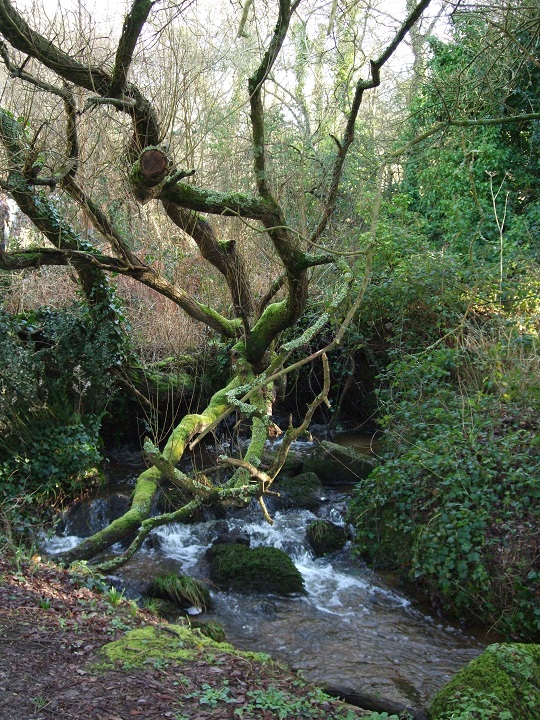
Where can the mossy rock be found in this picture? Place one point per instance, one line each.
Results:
(503, 683)
(162, 644)
(212, 629)
(338, 465)
(302, 491)
(172, 498)
(260, 569)
(180, 589)
(325, 537)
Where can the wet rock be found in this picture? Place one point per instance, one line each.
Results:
(260, 569)
(302, 491)
(337, 465)
(375, 704)
(226, 536)
(292, 465)
(325, 537)
(212, 629)
(153, 542)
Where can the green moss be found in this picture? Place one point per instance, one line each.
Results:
(271, 322)
(182, 590)
(261, 569)
(153, 643)
(503, 683)
(162, 644)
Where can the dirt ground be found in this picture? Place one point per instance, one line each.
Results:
(52, 628)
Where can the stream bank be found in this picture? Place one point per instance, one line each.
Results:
(351, 631)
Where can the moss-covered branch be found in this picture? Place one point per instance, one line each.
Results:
(131, 30)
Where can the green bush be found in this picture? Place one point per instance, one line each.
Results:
(55, 384)
(455, 501)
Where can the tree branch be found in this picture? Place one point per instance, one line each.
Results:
(90, 77)
(348, 136)
(131, 30)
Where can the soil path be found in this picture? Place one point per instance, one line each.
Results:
(52, 628)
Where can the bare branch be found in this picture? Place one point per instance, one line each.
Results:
(348, 136)
(131, 30)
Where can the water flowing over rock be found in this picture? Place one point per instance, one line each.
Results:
(338, 465)
(350, 630)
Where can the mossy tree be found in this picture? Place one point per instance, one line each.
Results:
(253, 325)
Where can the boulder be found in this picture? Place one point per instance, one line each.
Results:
(260, 569)
(504, 681)
(301, 491)
(338, 465)
(326, 537)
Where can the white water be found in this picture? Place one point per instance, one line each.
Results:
(350, 630)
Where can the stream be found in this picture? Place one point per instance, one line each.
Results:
(352, 630)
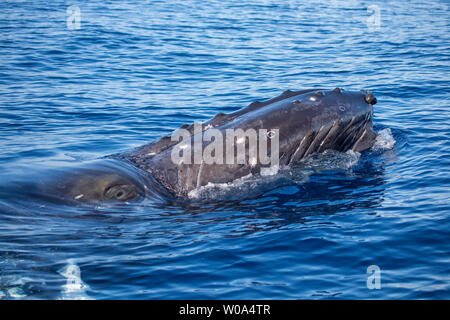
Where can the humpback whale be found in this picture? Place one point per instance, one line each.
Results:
(304, 122)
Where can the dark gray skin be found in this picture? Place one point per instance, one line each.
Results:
(308, 121)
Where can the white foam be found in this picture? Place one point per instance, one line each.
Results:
(384, 140)
(75, 288)
(270, 171)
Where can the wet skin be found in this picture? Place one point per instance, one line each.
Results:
(309, 121)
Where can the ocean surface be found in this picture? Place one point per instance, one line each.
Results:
(86, 79)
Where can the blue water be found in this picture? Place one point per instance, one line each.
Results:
(136, 70)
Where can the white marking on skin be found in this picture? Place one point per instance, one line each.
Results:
(199, 174)
(296, 151)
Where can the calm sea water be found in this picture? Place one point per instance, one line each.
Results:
(135, 70)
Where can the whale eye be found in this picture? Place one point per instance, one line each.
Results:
(120, 192)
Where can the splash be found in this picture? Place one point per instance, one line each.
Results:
(75, 288)
(275, 176)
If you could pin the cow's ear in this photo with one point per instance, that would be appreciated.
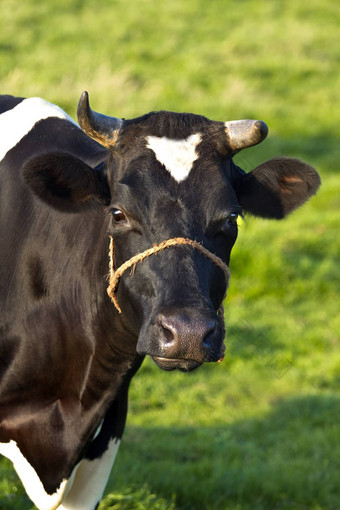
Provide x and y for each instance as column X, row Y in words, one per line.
column 66, row 183
column 277, row 187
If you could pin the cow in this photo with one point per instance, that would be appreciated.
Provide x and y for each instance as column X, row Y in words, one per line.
column 115, row 244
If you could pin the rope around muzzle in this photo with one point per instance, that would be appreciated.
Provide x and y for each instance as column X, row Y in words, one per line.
column 115, row 275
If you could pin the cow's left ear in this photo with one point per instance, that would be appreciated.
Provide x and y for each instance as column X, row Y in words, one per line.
column 277, row 187
column 66, row 182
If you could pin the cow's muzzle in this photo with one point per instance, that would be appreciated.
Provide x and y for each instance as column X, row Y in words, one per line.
column 183, row 339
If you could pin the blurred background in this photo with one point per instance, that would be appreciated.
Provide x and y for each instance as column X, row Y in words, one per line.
column 262, row 429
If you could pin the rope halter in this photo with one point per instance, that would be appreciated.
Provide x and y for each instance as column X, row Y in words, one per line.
column 114, row 276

* * * * * * * * *

The problem:
Copy down each line in the entries that has the word "whale".

Result below:
Where can the humpback whale be found in this picture? Place one point per instance, one line each.
Where can the whale eye be found in this picture? Place one point per instance, one line each.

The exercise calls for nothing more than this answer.